> **Selected passage**:
The substitution of giving--precluding it--makes the transaction of exchange adversarial. Since the other person is doing the same thing in a different phase of the process (giving money while we are giving a product, for example), she is our delayed or anticipated reflection and like ourselves, in scarcity is always ready to get our product for less or sell her product to us for more--even to cheat us. In exchange, when we 'put ourselves in the other's place,' we recognize our adversarial interests. A mechanism of our altruism thwarts itself by the realization that the other person needs to cheat us, as we need to cheat her. It would be in each of our mutually exclusive 'interests.'

The shift into exchange cross-validates with masculation, so it attracts some of the value which is given to masculation and vice versa. Like masculation, it cancels and invalidates the giftgiving source, making its practicer appear to stand alone. It sets the standard for the economic field and often even for 'reality' itself. What is similar to exchange appears to be not only more valuable but real and normal, while everything else is unconfirmed and uncertain (another way women and giftgiving are discounted). Exchange deals with evident value overtly, names it, accumulates and stores it as money, foresees its social fluctuations. It seems to be the crux of the matter. In other words, at this level the exchange process attracts the gift of value. We move back and forth from appreciating it to attributing value to it, contradictorily receiving from it--from the process--and giving to it. We breathe the living breath of value into the exchange process, like God breathing the breath of life into Adam. The value given to exchange by those who participate in it, as well as those outside it, is influenced by market forces and finally accumulated in capital, which provides the rewards for having and the punishment for not having that motivate the whole process.

The importance of exchange is overdetermined, as might be expected, but giftgiving too would be receiving value and confirmation from many different areas, if its gifts and its value were not being drained into exchange. Many processes can be interpreted as giftgiving-and-receiving--from sexuality to birth, to breastfeeding, to breathing, to Mother Nature dropping her handkerchief for us to pick up (in windfalls and synchronicities), and to all the many ways of nurturing we have mentioned at all levels. These can be and are symbolized in many different ways, beginning with Mother Earth and Sister Water, the cornucopia and the grail. However, giftgiving is often concealed because exchange (like masculation) is in competition with giftgiving and parasitically depends upon it for the value that is attributed to it. Exchange needs to be in the forefront, to disguise giftgiving or blot it out, and to seem to receive value because it deserves it.

> **To-do list**:
(a) Decide whether each of the following statements agrees with the passage on exchange and giftgiving: (i) exchange cancels and invalidates the giftgiving source; (ii) exchange accumulates and stores value as money; (iii) putting ourselves in the other's place during exchange reveals interests we hold in common. Answer yes or no for each, quoting the words of the passage that decide it.
(b) Extend the passage on exchange and giftgiving with a further paragraph that picks up after its final sentence.

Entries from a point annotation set
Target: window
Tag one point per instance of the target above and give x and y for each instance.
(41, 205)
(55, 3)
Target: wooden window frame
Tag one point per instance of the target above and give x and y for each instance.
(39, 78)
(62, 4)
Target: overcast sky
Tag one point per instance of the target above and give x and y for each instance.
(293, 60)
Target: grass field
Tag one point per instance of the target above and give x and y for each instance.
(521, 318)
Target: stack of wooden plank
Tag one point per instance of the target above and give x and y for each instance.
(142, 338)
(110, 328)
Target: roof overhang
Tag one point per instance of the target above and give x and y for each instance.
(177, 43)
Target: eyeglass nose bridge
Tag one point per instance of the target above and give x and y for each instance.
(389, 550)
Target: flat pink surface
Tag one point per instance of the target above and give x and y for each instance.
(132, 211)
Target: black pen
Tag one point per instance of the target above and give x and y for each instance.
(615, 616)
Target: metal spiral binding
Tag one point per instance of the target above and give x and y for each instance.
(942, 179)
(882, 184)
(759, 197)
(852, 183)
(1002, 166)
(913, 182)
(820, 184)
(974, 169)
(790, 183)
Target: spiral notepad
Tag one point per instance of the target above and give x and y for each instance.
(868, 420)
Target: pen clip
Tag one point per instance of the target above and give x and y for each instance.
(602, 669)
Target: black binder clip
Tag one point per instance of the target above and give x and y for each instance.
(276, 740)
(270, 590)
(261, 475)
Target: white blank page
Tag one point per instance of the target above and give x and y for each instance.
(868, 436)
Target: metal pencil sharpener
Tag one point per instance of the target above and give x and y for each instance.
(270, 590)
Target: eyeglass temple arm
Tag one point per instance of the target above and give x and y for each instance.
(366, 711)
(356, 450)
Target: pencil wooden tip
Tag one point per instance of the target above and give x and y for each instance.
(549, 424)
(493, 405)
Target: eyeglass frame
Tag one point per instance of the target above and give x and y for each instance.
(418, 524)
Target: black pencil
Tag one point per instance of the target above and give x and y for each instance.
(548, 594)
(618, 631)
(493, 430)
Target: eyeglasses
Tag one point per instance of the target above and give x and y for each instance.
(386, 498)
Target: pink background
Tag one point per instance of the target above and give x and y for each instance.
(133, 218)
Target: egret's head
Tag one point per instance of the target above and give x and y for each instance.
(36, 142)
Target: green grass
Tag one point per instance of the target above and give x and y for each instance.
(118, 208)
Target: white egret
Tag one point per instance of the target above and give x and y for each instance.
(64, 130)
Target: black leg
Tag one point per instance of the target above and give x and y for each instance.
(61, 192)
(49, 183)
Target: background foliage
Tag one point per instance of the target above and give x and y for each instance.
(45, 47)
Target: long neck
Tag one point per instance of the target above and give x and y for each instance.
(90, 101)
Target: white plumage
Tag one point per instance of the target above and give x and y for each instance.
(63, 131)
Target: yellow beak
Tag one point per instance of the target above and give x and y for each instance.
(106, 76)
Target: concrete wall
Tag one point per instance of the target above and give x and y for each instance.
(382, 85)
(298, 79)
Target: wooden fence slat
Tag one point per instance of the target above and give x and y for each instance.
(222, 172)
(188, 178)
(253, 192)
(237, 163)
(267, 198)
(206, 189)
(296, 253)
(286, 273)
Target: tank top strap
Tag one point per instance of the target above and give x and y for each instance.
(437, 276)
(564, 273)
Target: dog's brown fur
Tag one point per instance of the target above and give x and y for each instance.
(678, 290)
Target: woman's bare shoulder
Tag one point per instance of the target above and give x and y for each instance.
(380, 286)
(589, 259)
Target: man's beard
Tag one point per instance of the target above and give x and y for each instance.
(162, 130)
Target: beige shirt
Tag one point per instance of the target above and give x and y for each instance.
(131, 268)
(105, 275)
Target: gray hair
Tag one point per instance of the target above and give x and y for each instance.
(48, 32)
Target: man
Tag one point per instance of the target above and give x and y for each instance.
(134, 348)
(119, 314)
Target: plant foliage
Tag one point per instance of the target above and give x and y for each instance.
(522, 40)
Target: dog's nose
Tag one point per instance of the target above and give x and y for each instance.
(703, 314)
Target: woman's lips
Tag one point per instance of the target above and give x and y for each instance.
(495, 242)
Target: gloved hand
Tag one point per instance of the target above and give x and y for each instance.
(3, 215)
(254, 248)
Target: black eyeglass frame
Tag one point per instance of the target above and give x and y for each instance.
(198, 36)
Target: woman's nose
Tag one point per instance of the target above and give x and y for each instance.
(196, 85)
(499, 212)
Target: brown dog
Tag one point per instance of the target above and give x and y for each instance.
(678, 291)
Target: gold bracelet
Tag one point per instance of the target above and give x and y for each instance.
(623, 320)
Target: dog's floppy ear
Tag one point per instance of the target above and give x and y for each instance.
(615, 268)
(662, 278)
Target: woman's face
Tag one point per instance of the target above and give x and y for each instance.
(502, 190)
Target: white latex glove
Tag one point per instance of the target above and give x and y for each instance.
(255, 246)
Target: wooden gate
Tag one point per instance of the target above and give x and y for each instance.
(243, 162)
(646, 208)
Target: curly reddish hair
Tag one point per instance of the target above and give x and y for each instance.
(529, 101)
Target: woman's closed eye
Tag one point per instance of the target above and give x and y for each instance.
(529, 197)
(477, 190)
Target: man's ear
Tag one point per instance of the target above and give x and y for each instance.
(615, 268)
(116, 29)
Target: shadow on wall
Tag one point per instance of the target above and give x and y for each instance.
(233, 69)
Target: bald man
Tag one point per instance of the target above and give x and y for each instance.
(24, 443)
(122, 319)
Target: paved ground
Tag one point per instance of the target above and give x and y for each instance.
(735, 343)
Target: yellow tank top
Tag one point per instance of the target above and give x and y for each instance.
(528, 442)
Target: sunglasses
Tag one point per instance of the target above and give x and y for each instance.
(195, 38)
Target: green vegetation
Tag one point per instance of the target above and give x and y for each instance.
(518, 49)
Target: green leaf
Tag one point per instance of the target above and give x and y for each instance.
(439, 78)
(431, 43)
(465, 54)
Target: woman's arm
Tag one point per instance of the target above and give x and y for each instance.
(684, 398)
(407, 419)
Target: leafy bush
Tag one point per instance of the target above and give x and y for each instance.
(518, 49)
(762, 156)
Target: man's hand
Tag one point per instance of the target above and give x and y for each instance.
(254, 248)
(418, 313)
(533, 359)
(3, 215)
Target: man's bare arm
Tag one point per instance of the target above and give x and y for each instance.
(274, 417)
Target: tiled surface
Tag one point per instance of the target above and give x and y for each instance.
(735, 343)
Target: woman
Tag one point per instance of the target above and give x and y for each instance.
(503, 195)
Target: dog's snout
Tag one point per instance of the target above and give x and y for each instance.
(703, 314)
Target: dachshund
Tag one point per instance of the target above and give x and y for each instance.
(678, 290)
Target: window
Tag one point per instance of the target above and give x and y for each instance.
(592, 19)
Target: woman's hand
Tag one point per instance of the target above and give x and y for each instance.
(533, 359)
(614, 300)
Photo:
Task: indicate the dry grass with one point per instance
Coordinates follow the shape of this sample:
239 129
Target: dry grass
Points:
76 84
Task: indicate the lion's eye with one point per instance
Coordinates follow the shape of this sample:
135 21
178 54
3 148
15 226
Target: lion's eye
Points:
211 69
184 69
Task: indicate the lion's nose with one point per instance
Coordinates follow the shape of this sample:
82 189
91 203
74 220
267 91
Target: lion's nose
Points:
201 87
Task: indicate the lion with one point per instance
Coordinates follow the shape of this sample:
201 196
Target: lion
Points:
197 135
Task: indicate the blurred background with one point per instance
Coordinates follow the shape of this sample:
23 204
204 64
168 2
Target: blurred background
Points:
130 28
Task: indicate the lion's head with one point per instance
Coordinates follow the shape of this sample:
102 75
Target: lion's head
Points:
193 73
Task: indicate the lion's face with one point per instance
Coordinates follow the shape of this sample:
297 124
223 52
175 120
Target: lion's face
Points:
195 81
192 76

> **Exercise answers**:
(a)
(i) Yes: "it cancels and invalidates the giftgiving source."
(ii) Yes: "accumulates and stores it as money."
(iii) No: "we recognize our adversarial interests."

(b)
Exchange actually needs its value to appear to be revealed as its own rather than as attributed by others. That is, it needs to seem to have the source of its value in its own double logic, as if it were only getting back an equivalent of what it, exchange, 'gave.' It appears to re-institute giftgiving at its own (partial) meta level, and we may be led to believe that exchange is a very beneficial gift to the community. In fact, so-called 'developing' communities often have this idea when they begin to raise crops for sale instead of for their own consumption. The initial increase in prosperity and 'independence' appear to be almost magical, but they are soon off-set by the defects of dependence on a market economy. This dependence actually privileges only the very few, while making it appear to the others that their own defects--lack of intelligence, ineffective strategies, wrong choices, bad luck, etc.--are the reasons for their failure. Blaming individuals (instead of the system) for their failure allows excessive value to continue to be given to exchange and to the market.

Since exchange appears to be the only source of goods for survival in an economy based on scarcity, it does seem to deserve all our attention. However, the system has to create the scarcity as the prerequisite of exchange--because giftgiving in abundance subverts exchange by making it unnecessary. As the monetized economy expands, it occupies the space that previously was available for gift production and consumption, making it difficult for those not participating in exchange to survive. Natural resources are employed or destroyed (intentionally or unintentionally), so that they cannot be used as a source of livelihood for those who traditionally were nurtured by them. The economic marginalization of Native Americans and the destruction of the huge herds of buffalo on the North American plains, which were the free source of livelihood of many tribes, are one tragic example among many.

By showing how exchange is parasitic on the gifts of the paradigm which it hides and denies, we can finally see that it is not the primary source of economic well-being and that, even on its own criteria, it does not deserve the attention and the value we give to it. Giving value to a wider meta view for the good of all, we can shift the paradigm back from exchange to giftgiving.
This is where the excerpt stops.